Skip to content

Custom Autoscaling

Overview

Custom autoscaling enables you to implement programmatic control over your Resource scaling decisions when standard metric-based autoscaling doesn't meet your requirements. Unlike Omnistrate's built-in autoscaling that relies on predefined infrastructure or application metrics, custom autoscaling allows you to define completely custom scaling logic based on any business rules, external systems, or complex decision-making processes.

When you enable custom autoscaling for a Resource, Omnistrate provides a local sidecar API that allows your controller to query capacity information and trigger scaling operations. This gives you the flexibility to implement scaling logic in any programming language while leveraging Omnistrate's capacity management capabilities.

When to use custom autoscaling

Use Omnistrate's native metric-based autoscaling when:

  • Scaling based on CPU, memory, or application metrics (queue length, request rate, etc.) meets your needs
  • You want a fully managed, zero-code autoscaling solution
  • Simple threshold-based scaling rules are sufficient for your workload
  • You don't need custom business logic or complex decision-making

Use custom autoscaling when:

  • You need to implement complex business logic that combines multiple conditions or rules
  • You want predictive scaling based on ML models, time series forecasting, or historical patterns
  • You require custom scheduling with complex rules (holidays, events, multi-stage rollouts)
  • You need to integrate external systems into your scaling decisions
  • You want to implement custom cooldown strategies or multi-resource coordination
  • You need programmatic control over scaling with language-specific libraries or frameworks
  • Standard metric-based thresholds don't capture your scaling requirements
  • You need to scale down to zero replicas (custom autoscaling supports scaling to zero)

**Collected material:**
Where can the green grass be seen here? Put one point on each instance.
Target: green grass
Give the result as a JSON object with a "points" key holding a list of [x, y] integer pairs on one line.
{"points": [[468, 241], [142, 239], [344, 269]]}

**Tasks to carry out:**
A. Answer these questions from the autoscaling page:
(i) What does Omnistrate provide when custom autoscaling is enabled for a Resource?
(ii) Which kind of autoscaling does the page recommend when you want a fully managed, zero-code solution?
(iii) Down to how many replicas can custom autoscaling scale?
B. Quote the autoscaling page from "Custom autoscaling enables" up to and including "complex decision-making processes.".

**Completed exercise:**
A.
(i) A local sidecar API that lets your controller query capacity information and trigger scaling operations.
(ii) Omnistrate's native metric-based autoscaling.
(iii) Zero replicas.

B.
Custom autoscaling enables you to implement programmatic control over your Resource scaling decisions when standard metric-based autoscaling doesn't meet your requirements. Unlike Omnistrate's built-in autoscaling that relies on predefined infrastructure or application metrics, custom autoscaling allows you to define completely custom scaling logic based on any business rules, external systems, or complex decision-making processes.